§ **Information shown**:

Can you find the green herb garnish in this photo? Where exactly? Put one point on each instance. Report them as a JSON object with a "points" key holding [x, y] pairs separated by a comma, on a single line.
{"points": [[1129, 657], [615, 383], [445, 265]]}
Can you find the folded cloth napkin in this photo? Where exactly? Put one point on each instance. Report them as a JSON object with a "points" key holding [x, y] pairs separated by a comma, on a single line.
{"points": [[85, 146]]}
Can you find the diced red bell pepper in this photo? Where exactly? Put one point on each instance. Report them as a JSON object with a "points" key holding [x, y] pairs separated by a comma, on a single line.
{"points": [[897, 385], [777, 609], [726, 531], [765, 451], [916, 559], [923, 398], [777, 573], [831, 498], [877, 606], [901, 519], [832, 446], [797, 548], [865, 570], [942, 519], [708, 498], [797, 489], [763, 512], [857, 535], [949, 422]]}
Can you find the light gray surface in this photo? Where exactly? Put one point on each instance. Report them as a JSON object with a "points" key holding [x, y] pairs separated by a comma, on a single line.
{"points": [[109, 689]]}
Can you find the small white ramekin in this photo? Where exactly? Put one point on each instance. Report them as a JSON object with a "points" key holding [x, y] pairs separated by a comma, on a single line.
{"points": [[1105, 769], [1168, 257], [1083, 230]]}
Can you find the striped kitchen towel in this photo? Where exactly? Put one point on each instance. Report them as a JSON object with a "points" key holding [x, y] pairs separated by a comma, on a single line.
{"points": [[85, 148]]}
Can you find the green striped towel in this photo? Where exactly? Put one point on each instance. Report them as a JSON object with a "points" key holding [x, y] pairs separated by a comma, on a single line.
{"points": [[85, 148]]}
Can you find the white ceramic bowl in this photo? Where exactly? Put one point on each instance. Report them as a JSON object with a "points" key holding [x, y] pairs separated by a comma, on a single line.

§ **Exercise**: Print all of the entries exactly as they appear.

§ **Finished task**:
Can you find the green herb garnish in this photo? Where exactly? Put one point on each instance. Report them as a JSON object with a "points" key holding [x, y] pairs separated by a comma, on a single line.
{"points": [[1129, 657], [615, 383], [445, 265]]}
Can you find the folded cloth napkin in this photo? Where exactly? Put one point on each instance. Report them as a JSON object with a "points" key holding [x, y] pairs separated by a comma, on a single line.
{"points": [[85, 146]]}
Can you find the diced red bell pepper in this photo? Where exactly? Put one point on each instance. Report them as a JSON object with a "points" key holding [x, y] pairs separated by a comma, on a single line.
{"points": [[897, 385], [777, 609], [726, 531], [765, 451], [916, 559], [923, 398], [777, 573], [831, 498], [877, 606], [901, 519], [832, 446], [797, 548], [865, 570], [942, 519], [708, 498], [797, 489], [763, 512], [857, 535], [949, 422]]}
Can you find the light gray surface in this photo? Where exactly? Put one point on each instance. Report them as a JSON object with a "points" key holding [x, y] pairs separated by a comma, on a single line.
{"points": [[109, 689]]}
Can you find the small white ramekin in this photo? Where exactly? Put one point on each instance. Report them as a JSON object with a "points" key holding [x, y] pairs separated by a comma, on a single line.
{"points": [[1105, 769], [1168, 257], [1083, 230]]}
Can you find the striped kitchen towel in this photo? Where exactly? Put one point on each instance. Report them as a JSON object with a "points" key holding [x, y] pairs separated by a comma, on a single line.
{"points": [[85, 148]]}
Can you find the green striped towel in this photo? Where exactly? Put one point on each instance. Report them as a JSON object with a "points" key holding [x, y] pairs separated by a comma, on a single line.
{"points": [[85, 148]]}
Can you find the white ceramic bowl in this photo? Where exactly? Put one point on each instance. Report them as a JSON object with a "points" key holding [x, y] pairs separated by a comma, on a single line.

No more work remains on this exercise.